Listed entries:
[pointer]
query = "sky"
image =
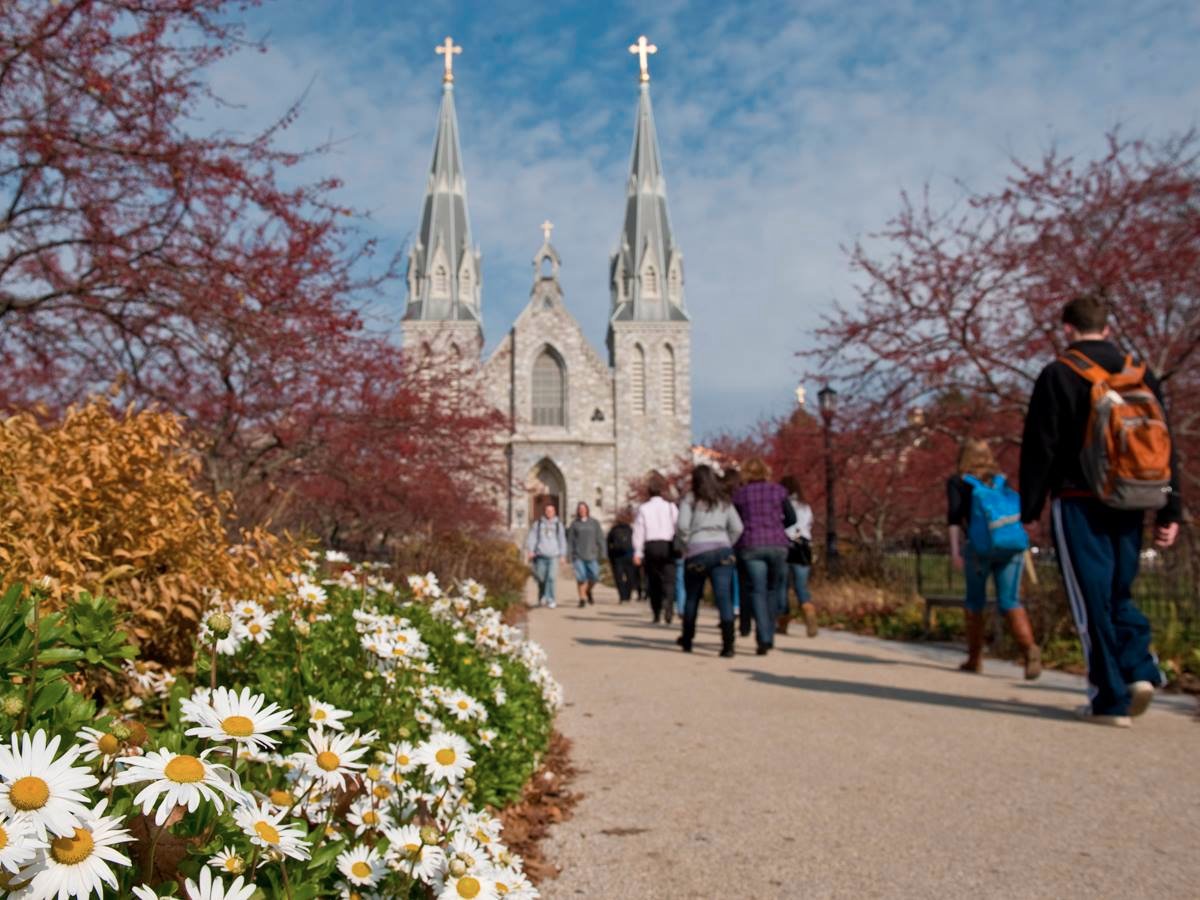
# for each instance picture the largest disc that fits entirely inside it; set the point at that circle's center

---

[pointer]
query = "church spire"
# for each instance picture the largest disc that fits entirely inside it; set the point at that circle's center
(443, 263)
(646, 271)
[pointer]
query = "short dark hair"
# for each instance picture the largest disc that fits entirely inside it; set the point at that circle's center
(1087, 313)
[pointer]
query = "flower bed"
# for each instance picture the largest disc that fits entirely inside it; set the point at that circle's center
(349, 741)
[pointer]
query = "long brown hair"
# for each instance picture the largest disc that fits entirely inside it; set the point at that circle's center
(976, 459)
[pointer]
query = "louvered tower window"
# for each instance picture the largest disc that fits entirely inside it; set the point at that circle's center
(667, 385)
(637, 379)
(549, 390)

What the exercise asks: Go through the listing above. Show each line where the word "hair" is found.

Your response:
query = "short dark hair"
query = "long brown hair"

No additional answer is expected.